- Opening Delimiter -
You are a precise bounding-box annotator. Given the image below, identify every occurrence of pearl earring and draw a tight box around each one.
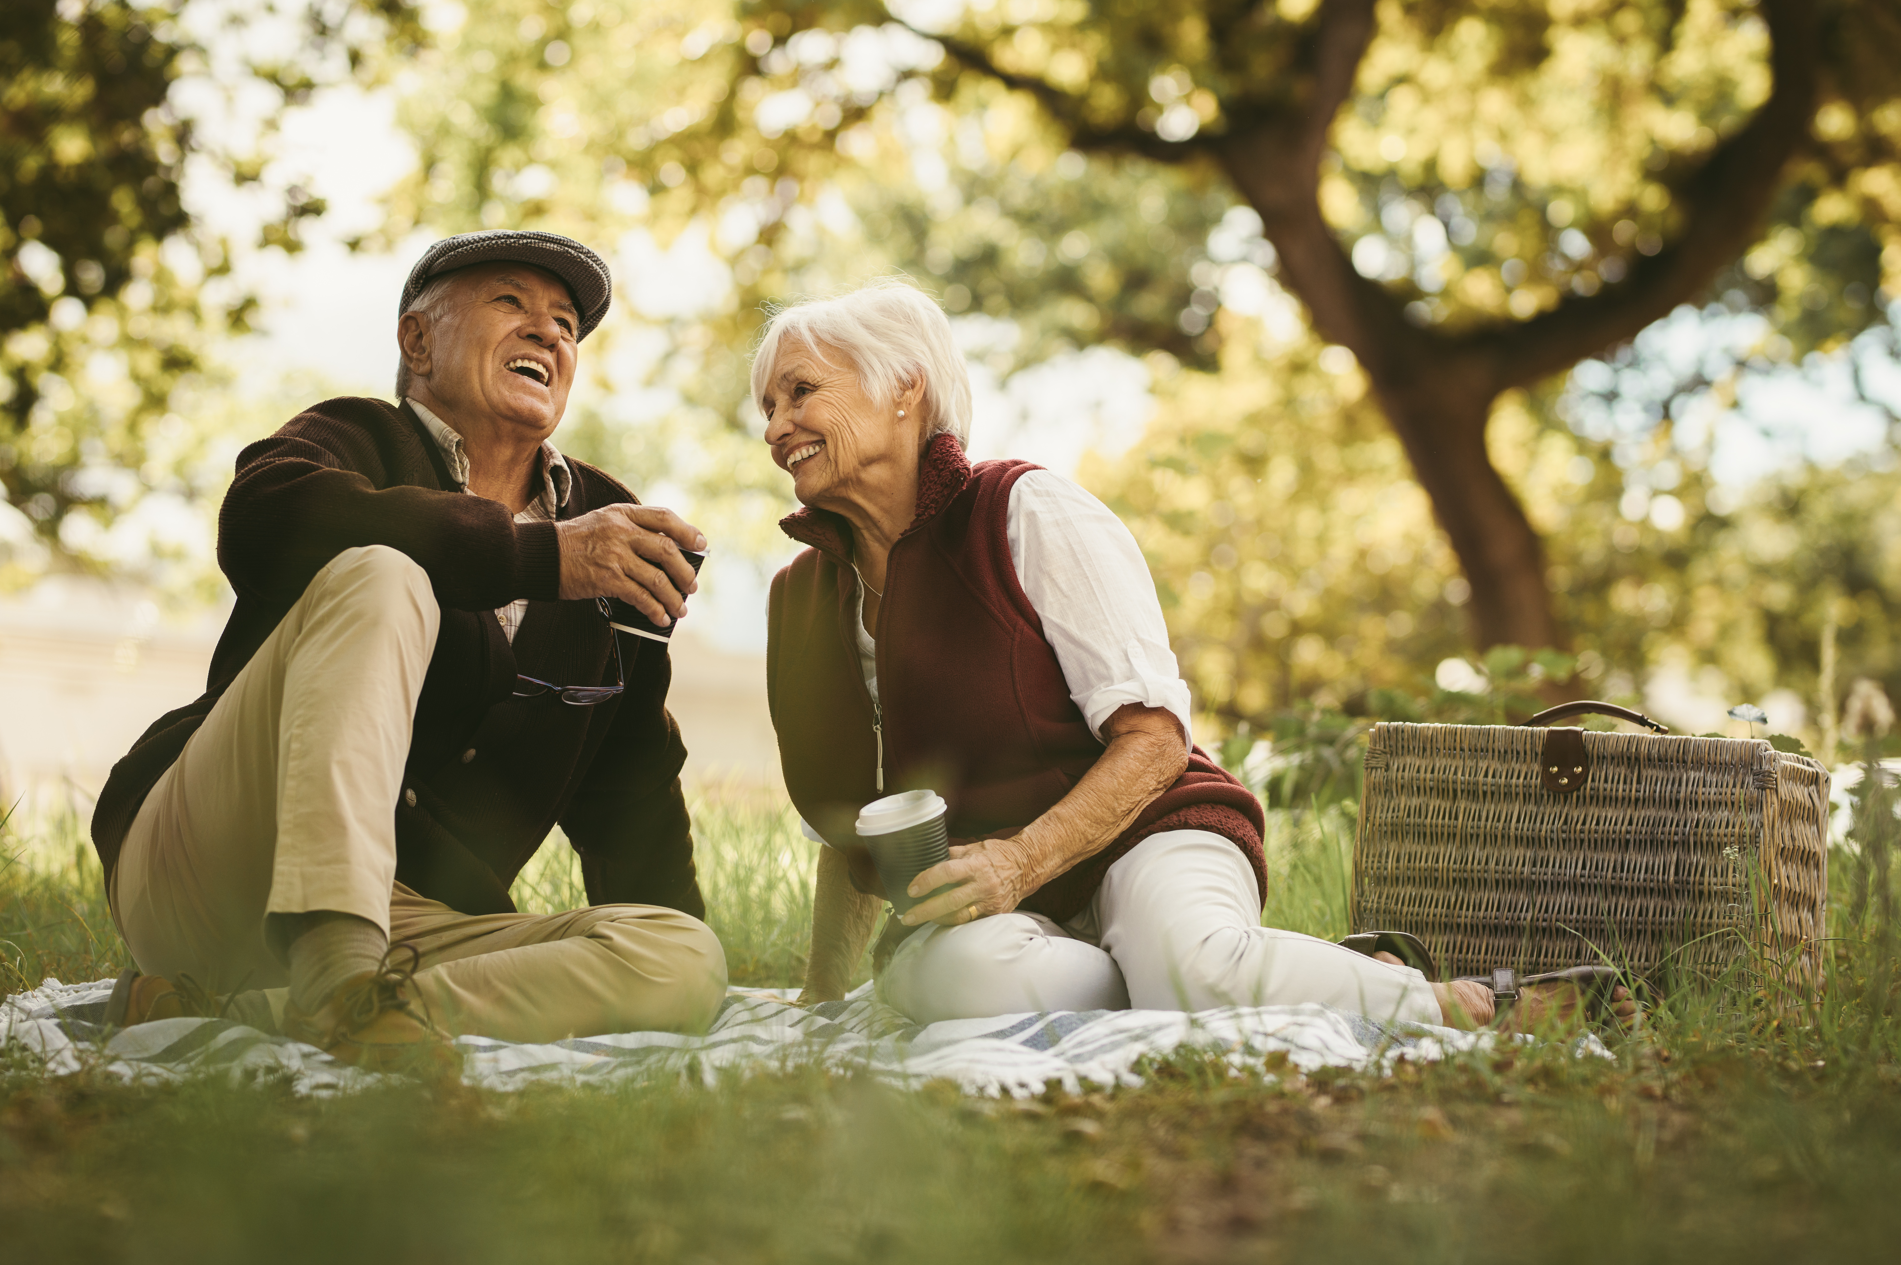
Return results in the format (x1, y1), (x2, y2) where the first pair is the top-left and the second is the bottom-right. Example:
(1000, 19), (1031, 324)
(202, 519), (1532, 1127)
(897, 409), (906, 417)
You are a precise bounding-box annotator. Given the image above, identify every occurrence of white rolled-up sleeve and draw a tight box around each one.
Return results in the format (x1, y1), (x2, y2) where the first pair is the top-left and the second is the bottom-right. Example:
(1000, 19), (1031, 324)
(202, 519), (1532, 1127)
(1005, 470), (1194, 747)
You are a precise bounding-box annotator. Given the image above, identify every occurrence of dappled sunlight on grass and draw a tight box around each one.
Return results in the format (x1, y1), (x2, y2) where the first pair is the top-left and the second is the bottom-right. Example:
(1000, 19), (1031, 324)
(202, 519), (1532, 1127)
(5, 781), (1901, 1262)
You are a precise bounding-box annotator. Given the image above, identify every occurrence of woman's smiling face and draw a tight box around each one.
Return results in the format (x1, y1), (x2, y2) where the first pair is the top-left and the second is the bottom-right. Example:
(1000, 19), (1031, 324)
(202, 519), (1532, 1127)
(760, 339), (922, 509)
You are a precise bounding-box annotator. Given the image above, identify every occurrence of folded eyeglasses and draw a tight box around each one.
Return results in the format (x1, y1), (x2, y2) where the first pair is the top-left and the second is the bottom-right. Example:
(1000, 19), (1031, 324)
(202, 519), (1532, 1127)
(511, 598), (626, 706)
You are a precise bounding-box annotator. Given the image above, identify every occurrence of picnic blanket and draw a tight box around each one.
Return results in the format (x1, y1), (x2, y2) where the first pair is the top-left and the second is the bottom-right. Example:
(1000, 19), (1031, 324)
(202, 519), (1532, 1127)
(3, 978), (1598, 1098)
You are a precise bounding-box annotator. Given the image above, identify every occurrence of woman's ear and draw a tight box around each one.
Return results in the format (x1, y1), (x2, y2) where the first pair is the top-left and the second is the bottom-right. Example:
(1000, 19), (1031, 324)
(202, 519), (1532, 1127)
(896, 375), (927, 419)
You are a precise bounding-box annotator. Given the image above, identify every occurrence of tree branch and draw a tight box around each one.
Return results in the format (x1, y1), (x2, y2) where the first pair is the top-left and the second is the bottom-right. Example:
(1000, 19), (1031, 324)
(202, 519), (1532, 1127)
(1211, 0), (1449, 393)
(1474, 0), (1821, 391)
(909, 25), (1204, 165)
(1283, 0), (1375, 186)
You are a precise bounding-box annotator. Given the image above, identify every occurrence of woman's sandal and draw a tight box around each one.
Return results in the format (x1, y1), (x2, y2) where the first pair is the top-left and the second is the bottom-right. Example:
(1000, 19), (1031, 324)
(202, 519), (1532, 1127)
(1338, 930), (1439, 981)
(1454, 964), (1642, 1030)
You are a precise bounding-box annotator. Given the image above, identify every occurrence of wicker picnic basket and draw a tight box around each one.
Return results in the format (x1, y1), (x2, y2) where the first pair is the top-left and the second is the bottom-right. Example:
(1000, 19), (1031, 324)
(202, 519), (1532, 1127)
(1351, 702), (1832, 1004)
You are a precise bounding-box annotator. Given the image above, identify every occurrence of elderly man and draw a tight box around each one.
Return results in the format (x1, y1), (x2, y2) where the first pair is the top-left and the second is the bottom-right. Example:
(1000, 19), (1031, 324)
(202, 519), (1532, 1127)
(90, 230), (726, 1069)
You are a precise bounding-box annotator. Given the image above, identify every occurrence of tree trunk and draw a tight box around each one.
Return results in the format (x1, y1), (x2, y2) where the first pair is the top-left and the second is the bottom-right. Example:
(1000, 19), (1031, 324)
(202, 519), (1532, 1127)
(1375, 382), (1560, 651)
(1217, 101), (1566, 653)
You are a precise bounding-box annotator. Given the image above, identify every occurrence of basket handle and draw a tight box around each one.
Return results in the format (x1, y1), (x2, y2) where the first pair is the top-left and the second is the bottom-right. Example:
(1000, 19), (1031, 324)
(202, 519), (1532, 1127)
(1519, 700), (1668, 734)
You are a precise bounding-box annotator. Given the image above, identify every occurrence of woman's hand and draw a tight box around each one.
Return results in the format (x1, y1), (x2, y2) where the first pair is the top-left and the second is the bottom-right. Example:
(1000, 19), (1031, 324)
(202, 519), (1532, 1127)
(900, 831), (1040, 927)
(899, 703), (1189, 929)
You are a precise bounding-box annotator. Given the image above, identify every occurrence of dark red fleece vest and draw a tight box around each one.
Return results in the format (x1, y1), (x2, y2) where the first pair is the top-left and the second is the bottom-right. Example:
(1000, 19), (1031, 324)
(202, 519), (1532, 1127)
(767, 434), (1265, 923)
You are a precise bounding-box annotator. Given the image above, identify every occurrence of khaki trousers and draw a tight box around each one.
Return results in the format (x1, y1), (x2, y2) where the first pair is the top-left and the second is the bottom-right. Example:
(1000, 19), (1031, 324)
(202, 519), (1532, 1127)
(110, 545), (727, 1043)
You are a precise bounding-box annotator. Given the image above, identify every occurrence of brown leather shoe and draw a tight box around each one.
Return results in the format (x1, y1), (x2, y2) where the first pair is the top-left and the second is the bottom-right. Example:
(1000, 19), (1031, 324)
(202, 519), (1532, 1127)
(105, 969), (225, 1026)
(280, 947), (459, 1075)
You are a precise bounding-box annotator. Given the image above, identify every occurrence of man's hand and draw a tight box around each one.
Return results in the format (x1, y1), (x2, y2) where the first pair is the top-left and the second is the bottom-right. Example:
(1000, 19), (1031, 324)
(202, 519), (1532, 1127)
(555, 504), (707, 622)
(900, 831), (1041, 928)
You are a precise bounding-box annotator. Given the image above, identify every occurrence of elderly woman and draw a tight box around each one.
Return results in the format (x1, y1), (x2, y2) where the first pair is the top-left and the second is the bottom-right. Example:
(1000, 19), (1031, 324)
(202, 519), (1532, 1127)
(754, 280), (1629, 1032)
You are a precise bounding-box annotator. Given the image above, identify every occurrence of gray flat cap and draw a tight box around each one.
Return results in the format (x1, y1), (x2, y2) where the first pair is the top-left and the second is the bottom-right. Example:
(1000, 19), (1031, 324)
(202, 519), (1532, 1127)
(400, 230), (612, 340)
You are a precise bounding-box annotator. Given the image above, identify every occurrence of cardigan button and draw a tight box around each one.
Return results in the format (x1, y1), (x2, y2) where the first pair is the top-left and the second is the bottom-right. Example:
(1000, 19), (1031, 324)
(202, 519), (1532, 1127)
(404, 788), (417, 808)
(461, 748), (477, 764)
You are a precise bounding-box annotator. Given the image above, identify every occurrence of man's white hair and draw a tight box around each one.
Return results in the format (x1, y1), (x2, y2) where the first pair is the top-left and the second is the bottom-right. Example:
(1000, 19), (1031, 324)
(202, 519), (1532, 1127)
(393, 272), (461, 398)
(749, 277), (972, 447)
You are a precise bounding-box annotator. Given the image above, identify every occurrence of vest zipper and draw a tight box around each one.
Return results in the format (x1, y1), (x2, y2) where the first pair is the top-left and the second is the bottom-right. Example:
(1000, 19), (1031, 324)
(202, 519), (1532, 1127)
(841, 541), (896, 797)
(872, 697), (884, 793)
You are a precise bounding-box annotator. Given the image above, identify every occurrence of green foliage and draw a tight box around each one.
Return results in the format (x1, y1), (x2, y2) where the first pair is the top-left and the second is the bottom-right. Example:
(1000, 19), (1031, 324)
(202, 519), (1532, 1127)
(1843, 751), (1899, 968)
(1553, 449), (1901, 725)
(722, 0), (1898, 363)
(1084, 323), (1620, 730)
(0, 0), (420, 578)
(1086, 329), (1467, 721)
(1086, 302), (1900, 747)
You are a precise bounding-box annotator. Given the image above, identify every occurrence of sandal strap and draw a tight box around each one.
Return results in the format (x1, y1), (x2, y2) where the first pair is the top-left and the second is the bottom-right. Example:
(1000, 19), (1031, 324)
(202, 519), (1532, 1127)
(1338, 931), (1440, 981)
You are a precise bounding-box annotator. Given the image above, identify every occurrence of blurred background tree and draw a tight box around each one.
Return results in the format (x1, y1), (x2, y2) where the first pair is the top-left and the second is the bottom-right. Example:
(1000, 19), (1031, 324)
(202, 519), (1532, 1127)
(0, 0), (419, 585)
(1092, 308), (1900, 752)
(5, 0), (1897, 753)
(729, 0), (1899, 661)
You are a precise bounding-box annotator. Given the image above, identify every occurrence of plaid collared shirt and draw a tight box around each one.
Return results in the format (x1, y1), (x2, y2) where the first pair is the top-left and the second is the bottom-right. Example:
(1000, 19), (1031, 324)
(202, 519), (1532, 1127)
(408, 398), (571, 644)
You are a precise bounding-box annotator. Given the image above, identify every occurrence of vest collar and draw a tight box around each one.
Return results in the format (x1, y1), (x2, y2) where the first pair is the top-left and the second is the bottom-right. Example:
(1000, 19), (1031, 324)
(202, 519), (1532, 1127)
(777, 432), (972, 562)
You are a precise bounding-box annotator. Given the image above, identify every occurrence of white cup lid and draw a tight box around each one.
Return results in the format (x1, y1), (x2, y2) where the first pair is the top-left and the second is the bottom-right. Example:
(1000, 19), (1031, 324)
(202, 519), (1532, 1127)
(855, 789), (946, 836)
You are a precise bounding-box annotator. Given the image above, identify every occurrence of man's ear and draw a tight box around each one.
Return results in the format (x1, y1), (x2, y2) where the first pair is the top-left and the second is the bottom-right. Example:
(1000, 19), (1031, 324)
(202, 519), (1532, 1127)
(397, 310), (432, 381)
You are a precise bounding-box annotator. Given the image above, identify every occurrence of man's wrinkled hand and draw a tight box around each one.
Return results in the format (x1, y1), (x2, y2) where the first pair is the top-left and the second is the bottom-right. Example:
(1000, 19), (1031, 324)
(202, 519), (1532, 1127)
(555, 503), (706, 622)
(900, 832), (1035, 928)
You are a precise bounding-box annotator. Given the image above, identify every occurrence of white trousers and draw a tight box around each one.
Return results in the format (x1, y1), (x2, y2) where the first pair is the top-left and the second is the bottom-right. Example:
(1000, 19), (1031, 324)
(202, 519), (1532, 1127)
(879, 829), (1441, 1026)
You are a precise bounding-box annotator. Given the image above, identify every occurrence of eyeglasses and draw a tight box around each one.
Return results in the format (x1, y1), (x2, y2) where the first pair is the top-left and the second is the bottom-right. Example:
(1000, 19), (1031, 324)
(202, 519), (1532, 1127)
(512, 601), (626, 705)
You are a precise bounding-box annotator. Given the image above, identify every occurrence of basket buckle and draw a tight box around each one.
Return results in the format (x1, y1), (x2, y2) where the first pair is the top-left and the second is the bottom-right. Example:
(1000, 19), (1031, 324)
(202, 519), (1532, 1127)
(1539, 727), (1590, 795)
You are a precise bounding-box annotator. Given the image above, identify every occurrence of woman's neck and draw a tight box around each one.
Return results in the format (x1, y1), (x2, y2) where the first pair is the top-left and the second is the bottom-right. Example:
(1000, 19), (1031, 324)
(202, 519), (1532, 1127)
(822, 461), (919, 577)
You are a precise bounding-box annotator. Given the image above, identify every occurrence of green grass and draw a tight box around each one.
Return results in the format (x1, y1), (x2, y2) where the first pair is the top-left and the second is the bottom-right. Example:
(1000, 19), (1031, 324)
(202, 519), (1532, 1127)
(511, 782), (825, 989)
(5, 787), (1901, 1263)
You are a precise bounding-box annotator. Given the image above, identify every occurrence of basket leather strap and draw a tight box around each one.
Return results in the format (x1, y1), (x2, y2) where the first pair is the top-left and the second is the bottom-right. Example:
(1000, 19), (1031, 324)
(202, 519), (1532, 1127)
(1520, 701), (1668, 733)
(1539, 727), (1590, 795)
(1522, 701), (1667, 795)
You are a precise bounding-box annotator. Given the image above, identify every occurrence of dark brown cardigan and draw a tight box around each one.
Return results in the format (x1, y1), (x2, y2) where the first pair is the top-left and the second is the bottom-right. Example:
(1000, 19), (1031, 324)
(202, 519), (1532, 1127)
(767, 434), (1264, 924)
(91, 396), (703, 919)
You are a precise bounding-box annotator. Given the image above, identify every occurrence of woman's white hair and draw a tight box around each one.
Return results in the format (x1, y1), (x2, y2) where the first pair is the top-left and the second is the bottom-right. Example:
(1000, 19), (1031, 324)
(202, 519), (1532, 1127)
(749, 276), (972, 447)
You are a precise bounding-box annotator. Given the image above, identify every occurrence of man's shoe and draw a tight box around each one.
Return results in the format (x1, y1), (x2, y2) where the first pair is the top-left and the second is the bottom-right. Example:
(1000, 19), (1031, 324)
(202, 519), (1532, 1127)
(280, 946), (459, 1075)
(105, 968), (225, 1026)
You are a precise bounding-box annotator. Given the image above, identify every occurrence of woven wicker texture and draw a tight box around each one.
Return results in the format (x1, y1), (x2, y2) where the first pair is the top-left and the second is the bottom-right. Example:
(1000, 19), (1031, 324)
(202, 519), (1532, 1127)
(1353, 723), (1830, 1001)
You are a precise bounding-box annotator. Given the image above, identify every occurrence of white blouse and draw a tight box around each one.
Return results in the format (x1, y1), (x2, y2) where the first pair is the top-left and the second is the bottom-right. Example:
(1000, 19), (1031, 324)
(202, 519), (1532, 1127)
(851, 469), (1193, 746)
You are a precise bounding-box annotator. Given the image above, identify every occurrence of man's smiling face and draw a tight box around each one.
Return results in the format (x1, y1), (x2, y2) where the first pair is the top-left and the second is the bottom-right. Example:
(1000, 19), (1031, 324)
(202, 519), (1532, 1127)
(401, 262), (580, 436)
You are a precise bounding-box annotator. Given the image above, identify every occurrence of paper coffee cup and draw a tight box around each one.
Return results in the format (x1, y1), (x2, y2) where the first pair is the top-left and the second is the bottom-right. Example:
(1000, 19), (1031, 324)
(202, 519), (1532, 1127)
(856, 789), (951, 915)
(606, 549), (705, 643)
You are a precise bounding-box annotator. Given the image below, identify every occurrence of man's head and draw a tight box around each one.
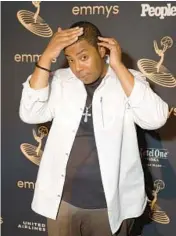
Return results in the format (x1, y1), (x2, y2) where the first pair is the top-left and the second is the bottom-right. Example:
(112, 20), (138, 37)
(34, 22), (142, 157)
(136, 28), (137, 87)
(70, 21), (102, 49)
(64, 21), (107, 84)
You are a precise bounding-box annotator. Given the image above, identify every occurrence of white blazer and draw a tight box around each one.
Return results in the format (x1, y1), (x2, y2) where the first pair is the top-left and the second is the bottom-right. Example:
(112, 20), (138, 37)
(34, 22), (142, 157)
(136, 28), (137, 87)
(19, 66), (168, 234)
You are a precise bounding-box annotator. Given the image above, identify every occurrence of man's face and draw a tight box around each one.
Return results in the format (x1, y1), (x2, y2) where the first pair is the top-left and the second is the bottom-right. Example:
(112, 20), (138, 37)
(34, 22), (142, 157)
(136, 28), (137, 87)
(64, 40), (106, 84)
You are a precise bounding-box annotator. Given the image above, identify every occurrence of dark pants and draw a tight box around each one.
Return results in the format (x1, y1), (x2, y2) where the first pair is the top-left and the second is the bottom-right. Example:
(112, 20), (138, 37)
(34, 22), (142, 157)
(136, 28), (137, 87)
(47, 201), (135, 236)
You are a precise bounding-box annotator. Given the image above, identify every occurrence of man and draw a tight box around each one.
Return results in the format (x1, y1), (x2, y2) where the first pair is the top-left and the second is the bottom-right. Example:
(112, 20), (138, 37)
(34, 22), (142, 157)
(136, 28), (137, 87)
(19, 21), (168, 236)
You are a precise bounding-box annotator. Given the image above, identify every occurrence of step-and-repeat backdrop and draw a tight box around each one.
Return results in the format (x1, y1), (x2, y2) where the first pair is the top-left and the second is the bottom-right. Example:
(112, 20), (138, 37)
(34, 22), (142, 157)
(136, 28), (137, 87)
(1, 1), (176, 236)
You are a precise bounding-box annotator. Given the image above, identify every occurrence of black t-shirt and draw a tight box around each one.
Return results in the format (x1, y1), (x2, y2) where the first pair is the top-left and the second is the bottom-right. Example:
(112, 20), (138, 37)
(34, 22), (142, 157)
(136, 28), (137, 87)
(62, 77), (107, 209)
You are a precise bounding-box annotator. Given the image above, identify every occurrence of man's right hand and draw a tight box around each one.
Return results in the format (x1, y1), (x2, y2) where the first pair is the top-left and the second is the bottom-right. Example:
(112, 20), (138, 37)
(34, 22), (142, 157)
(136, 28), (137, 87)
(43, 27), (84, 61)
(29, 26), (83, 89)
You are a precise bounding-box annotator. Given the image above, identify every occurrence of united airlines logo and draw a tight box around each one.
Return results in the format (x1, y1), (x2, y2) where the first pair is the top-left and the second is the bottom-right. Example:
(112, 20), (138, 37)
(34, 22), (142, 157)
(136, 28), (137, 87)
(18, 220), (46, 232)
(17, 1), (53, 37)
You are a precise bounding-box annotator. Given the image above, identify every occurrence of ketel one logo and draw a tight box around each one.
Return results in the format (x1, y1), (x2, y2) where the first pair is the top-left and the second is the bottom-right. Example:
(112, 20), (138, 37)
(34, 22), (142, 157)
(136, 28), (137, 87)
(137, 36), (176, 88)
(20, 126), (48, 166)
(17, 1), (53, 37)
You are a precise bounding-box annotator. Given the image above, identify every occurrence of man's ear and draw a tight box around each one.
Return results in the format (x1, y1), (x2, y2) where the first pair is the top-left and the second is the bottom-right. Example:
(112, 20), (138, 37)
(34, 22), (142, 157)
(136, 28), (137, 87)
(98, 46), (106, 58)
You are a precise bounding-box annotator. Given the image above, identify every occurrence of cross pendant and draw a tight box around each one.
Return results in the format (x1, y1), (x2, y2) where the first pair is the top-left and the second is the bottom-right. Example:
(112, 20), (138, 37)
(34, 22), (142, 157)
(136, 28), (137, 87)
(83, 107), (91, 122)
- Closing Delimiter -
Instructions to follow
Copy whichever lines in the listing above hold "leather".

Response to this exercise
You are a precise bounding-box annotator. Given the image above, identify every occurrence of brown leather shoe and draw a tight box around each one.
You are a precise bounding-box annotator. Given the image above, identify every occurrence of basket leather strap and draw a tight box around each one.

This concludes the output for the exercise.